___ Entries

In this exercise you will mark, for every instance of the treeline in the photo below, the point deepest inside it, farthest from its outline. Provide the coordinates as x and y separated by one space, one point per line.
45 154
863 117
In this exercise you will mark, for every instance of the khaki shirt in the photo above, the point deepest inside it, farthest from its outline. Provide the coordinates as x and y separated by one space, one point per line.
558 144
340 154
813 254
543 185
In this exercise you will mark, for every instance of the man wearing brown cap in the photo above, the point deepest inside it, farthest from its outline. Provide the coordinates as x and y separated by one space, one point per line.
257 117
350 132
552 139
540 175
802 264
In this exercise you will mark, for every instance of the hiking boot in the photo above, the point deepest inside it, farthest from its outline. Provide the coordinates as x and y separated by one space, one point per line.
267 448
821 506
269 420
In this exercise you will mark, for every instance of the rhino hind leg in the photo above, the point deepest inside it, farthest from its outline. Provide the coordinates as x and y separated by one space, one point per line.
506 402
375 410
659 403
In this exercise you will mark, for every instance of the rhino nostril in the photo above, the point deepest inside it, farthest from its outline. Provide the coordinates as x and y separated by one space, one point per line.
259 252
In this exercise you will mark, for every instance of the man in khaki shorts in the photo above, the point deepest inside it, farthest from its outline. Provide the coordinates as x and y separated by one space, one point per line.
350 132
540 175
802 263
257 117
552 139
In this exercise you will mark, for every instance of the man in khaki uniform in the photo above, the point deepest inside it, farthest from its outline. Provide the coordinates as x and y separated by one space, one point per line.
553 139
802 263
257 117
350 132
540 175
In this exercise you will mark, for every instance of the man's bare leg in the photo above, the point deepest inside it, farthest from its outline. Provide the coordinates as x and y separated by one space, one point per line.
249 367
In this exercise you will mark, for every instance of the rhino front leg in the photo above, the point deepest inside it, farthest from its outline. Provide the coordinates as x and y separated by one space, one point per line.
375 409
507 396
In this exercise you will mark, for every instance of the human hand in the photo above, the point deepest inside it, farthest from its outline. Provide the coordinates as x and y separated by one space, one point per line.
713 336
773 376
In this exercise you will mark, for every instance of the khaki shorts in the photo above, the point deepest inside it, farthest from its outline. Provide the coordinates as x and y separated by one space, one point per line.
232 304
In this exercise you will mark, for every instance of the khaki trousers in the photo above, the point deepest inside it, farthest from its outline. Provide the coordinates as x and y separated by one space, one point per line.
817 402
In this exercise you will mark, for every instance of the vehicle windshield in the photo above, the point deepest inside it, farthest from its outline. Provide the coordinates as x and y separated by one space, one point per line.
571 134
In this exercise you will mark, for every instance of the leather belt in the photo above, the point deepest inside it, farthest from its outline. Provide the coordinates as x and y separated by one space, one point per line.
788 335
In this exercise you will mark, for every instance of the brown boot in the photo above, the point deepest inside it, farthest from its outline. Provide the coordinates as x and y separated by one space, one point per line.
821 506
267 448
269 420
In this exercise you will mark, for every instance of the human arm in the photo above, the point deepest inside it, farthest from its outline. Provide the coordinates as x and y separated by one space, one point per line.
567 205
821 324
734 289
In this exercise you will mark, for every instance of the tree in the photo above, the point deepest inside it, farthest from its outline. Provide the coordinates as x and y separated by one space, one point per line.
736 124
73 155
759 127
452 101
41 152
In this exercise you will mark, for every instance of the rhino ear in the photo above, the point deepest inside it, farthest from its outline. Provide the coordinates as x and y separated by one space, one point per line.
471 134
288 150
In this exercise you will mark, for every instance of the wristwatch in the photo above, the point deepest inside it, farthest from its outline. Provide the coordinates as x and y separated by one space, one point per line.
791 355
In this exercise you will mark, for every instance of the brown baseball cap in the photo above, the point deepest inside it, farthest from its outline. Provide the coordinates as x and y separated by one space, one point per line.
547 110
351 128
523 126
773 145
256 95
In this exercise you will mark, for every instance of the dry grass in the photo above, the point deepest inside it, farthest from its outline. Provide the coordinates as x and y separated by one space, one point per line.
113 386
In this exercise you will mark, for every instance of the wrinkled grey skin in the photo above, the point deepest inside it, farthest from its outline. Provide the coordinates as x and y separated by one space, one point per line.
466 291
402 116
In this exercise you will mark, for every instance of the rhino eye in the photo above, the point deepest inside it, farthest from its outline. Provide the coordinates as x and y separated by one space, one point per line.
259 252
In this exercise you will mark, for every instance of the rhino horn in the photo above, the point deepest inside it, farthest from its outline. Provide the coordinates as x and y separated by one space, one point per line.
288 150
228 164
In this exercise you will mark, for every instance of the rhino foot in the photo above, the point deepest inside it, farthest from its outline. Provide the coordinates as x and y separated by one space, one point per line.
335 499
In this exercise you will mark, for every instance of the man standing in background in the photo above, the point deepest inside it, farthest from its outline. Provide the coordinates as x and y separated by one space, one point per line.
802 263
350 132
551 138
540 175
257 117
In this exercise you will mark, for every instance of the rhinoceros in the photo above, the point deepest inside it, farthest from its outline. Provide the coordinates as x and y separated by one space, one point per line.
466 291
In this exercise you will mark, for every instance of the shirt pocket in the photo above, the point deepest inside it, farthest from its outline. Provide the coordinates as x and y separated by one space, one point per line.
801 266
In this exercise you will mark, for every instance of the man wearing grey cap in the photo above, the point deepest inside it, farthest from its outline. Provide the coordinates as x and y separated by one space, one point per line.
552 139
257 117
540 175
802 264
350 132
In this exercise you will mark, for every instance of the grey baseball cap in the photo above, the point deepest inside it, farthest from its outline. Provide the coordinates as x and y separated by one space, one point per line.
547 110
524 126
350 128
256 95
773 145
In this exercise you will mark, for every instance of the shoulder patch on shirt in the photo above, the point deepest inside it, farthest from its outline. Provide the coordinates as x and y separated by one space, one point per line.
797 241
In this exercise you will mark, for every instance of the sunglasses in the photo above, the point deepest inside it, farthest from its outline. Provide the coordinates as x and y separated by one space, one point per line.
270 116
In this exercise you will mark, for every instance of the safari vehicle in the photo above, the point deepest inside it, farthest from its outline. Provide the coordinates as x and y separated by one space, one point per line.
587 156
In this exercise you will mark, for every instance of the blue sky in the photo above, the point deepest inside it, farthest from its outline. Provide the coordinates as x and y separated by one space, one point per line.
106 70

______

■ **Exercise description**: Put every line of the entries above into a Markdown table with two columns, Row and Entry line. Number the rows in order and leave out any blank lines.

■ **Output for this task**:
| Row | Entry line |
|---|---|
| 1 | In this exercise you will mark, for every instance of the treeline in the photo below, the point deepest inside it, farthest from its outline. Provide the coordinates as x and y separated by one space, one point per line. |
| 2 | 45 154 |
| 3 | 863 117 |
| 4 | In this exercise you will mark, for every instance of the khaki shirt in the photo above, the point deepest inside it, farthest from its outline. Provide the coordinates as x and y separated by one space, one point per line. |
| 5 | 558 144 |
| 6 | 340 154 |
| 7 | 813 254 |
| 8 | 543 185 |
| 9 | In this exercise you will mark, for every instance of the man wearing brown cap in the photo above, the point deepest inside it, farthest from its outline. Provide the coordinates as x and y separated by one space, one point per line. |
| 10 | 257 117 |
| 11 | 350 132 |
| 12 | 552 139 |
| 13 | 540 175 |
| 14 | 802 264 |
| 15 | In this exercise you will mark, for every instance of the hiking boot in the photo above, the point deepest inside it, farthest from its outline. Provide the coordinates as x and y separated by one space, one point per line. |
| 16 | 267 448 |
| 17 | 821 506 |
| 18 | 269 420 |
| 19 | In this exercise you will mark, for every instance of the rhino hind leg in the photo above, the point deepest inside it, farthest from its outline. Provide the coordinates as x and y separated by one space, one point per line. |
| 20 | 506 402 |
| 21 | 375 410 |
| 22 | 659 403 |
| 23 | In this exercise you will mark, for every instance of the rhino nostril in the photo above, the point deepest inside it, farthest from its outline. Provide the coordinates as x and y separated by one space, one point per line. |
| 24 | 259 252 |
| 25 | In this exercise you will mark, for every instance of the man in khaki shorts in the photo above, the point deepest inside it, farthest from its outline. Provide the coordinates as x and y separated by one space, one point per line. |
| 26 | 350 132 |
| 27 | 540 175 |
| 28 | 802 263 |
| 29 | 257 117 |
| 30 | 552 139 |
| 31 | In this exercise you will mark, for every instance of the man in khaki uniform in the photo above, the point deepest inside it, farthest from its outline. Provide the coordinates as x and y separated by one space, one point per line. |
| 32 | 553 139 |
| 33 | 802 263 |
| 34 | 257 117 |
| 35 | 350 132 |
| 36 | 540 175 |
| 37 | In this exercise you will mark, for every instance of the man's bare leg in the photo above, the point deepest inside it, farthest from its outline. Provide the coordinates as x and y separated by one space, one point per line. |
| 38 | 249 367 |
| 39 | In this exercise you will mark, for every instance of the rhino front leg in the photo above, the point deepest inside it, farthest from its outline. Provide the coordinates as x and y separated by one space, one point per line. |
| 40 | 375 409 |
| 41 | 507 396 |
| 42 | In this exercise you will mark, for every instance of the human hand in the photo above, the point deepest inside it, farthest from its outline. Provide the coordinates as x and y separated by one space, one point per line. |
| 43 | 713 336 |
| 44 | 773 376 |
| 45 | In this exercise you will mark, for every instance of the khaki shorts in the photo above, the point deepest inside it, farthest from its outline. Provide the coordinates as x and y separated by one space, one point per line. |
| 46 | 232 304 |
| 47 | In this exercise you will mark, for every instance of the khaki trousers in the photo above, the point deepest inside it, farthest from its outline. Provide the coordinates as x and y separated by one space, one point per line. |
| 48 | 817 402 |
| 49 | In this exercise you will mark, for every instance of the vehicle windshield in the photo above, the point deepest inside it, farthest from its outline. Provide the coordinates as x and y separated by one space, one point per line. |
| 50 | 571 134 |
| 51 | In this exercise you will mark, for every instance of the leather belt in the photo above, the point deepest inside it, farthest from its outline. Provide the coordinates as x and y separated by one space, one point per line. |
| 52 | 788 335 |
| 53 | In this exercise you will mark, for every instance of the brown boot in the photo above, the point deepest inside it, farthest from its outline. Provide the coordinates as x and y separated by one space, one point per line. |
| 54 | 821 506 |
| 55 | 267 448 |
| 56 | 269 420 |
| 57 | In this exercise you will mark, for every instance of the human arm in the photo above, the point deepest inside it, farthest from its outline. Provide the coordinates as x and y separated by one space, one point per line. |
| 58 | 567 205 |
| 59 | 821 324 |
| 60 | 734 289 |
| 61 | In this exercise you will mark, for every instance of the tree in the photo above, the point deepest inside it, farthest from its outline. Provide the coordinates as x and y separated by one space, one point per line. |
| 62 | 736 124 |
| 63 | 73 155 |
| 64 | 759 127 |
| 65 | 452 101 |
| 66 | 41 152 |
| 67 | In this exercise you will mark, for every instance of the rhino ear in the photo above, the point deepest inside it, farthest from its outline. Provide the coordinates as x and y separated by one space, one point per line. |
| 68 | 471 134 |
| 69 | 288 150 |
| 70 | In this exercise you will mark, for every instance of the wristwatch in the photo above, the point deepest inside it, farthest from its outline. Provide the coordinates as x and y separated by one space, one point per line. |
| 71 | 791 355 |
| 72 | In this exercise you will mark, for every instance of the brown baseball cap in the photo above, the point deepest inside it, farthest from its outline. Provide the coordinates as x and y separated by one space, one point per line. |
| 73 | 547 110 |
| 74 | 351 128 |
| 75 | 523 126 |
| 76 | 773 145 |
| 77 | 256 95 |
| 78 | In this exercise you will mark, for every instance of the dry grass in the photo above, the point deepest inside it, farthest from its outline. Provide the coordinates as x and y separated by one space, one point per line. |
| 79 | 113 386 |
| 80 | In this exercise you will mark, for every instance of the wrinkled grey skin in the photo above, the point deepest inside it, farthest from its outline. Provide the coordinates as x and y separated by one space, one point per line. |
| 81 | 466 291 |
| 82 | 402 116 |
| 83 | In this exercise you will mark, for every instance of the rhino eye in the photo above, the point deepest inside it, farthest from its outline. Provide the coordinates as x and y separated by one space, one point per line. |
| 84 | 259 252 |
| 85 | In this exercise you will mark, for every instance of the rhino horn in the photo above, the point deepest inside it, farthest from its outline. Provide the coordinates as x and y separated by one space, one point per line. |
| 86 | 288 150 |
| 87 | 228 164 |
| 88 | In this exercise you will mark, for every instance of the rhino foot in the photo above, the point deepest inside it, farthest from its outline. Provide the coordinates as x and y separated by one space, one point per line. |
| 89 | 335 499 |
| 90 | In this exercise you will mark, for every instance of the man standing in background in the photo above, the point deepest inside it, farthest from its outline. Provide the coordinates as x and y separated by one space, one point per line. |
| 91 | 802 263 |
| 92 | 350 132 |
| 93 | 551 138 |
| 94 | 540 175 |
| 95 | 257 117 |
| 96 | In this exercise you will mark, for every instance of the rhinoceros in the photo above, the point deepest inside it, farthest from its outline. Provide the coordinates as x and y separated by one space, one point per line. |
| 97 | 466 291 |
| 98 | In this exercise you will mark, for every instance of the shirt pocket in the photo above, the point deepest inside it, farthest from its outline. Provide the coordinates as x and y separated by one space, one point per line. |
| 99 | 801 266 |
| 100 | In this exercise you will mark, for every instance of the man wearing grey cap in the photo above, the point deepest inside it, farthest from its outline. Provide the coordinates as x and y separated by one space, one point per line. |
| 101 | 552 139 |
| 102 | 257 117 |
| 103 | 540 175 |
| 104 | 802 264 |
| 105 | 350 132 |
| 106 | In this exercise you will mark, for every instance of the grey baseball cap in the photo above, the point deepest inside it, farthest from its outline. Provide the coordinates as x and y separated by one space, one point per line. |
| 107 | 547 110 |
| 108 | 524 126 |
| 109 | 350 128 |
| 110 | 256 95 |
| 111 | 773 145 |
| 112 | In this exercise you will mark, for every instance of the shoulder patch on shirt in the photo above, the point deepest inside it, farthest from its outline. Provide the coordinates as x and y separated by one space, one point per line. |
| 113 | 797 241 |
| 114 | In this exercise you will mark, for every instance of the sunglasses in the photo above, the point deepest inside it, farthest from its outline. Provide the coordinates as x and y separated by one space, one point per line. |
| 115 | 270 116 |
| 116 | In this exercise you will mark, for every instance of the safari vehicle in the photo above, the point deepest inside it, farthest from its outline. Provide the coordinates as x and y separated by one space, one point per line. |
| 117 | 587 156 |
| 118 | In this exercise you will mark, for every instance of the blue sky in the photo above, the point deepest inside it, farthest from its outline. Provide the coordinates as x and y separated by one space, one point per line. |
| 119 | 106 70 |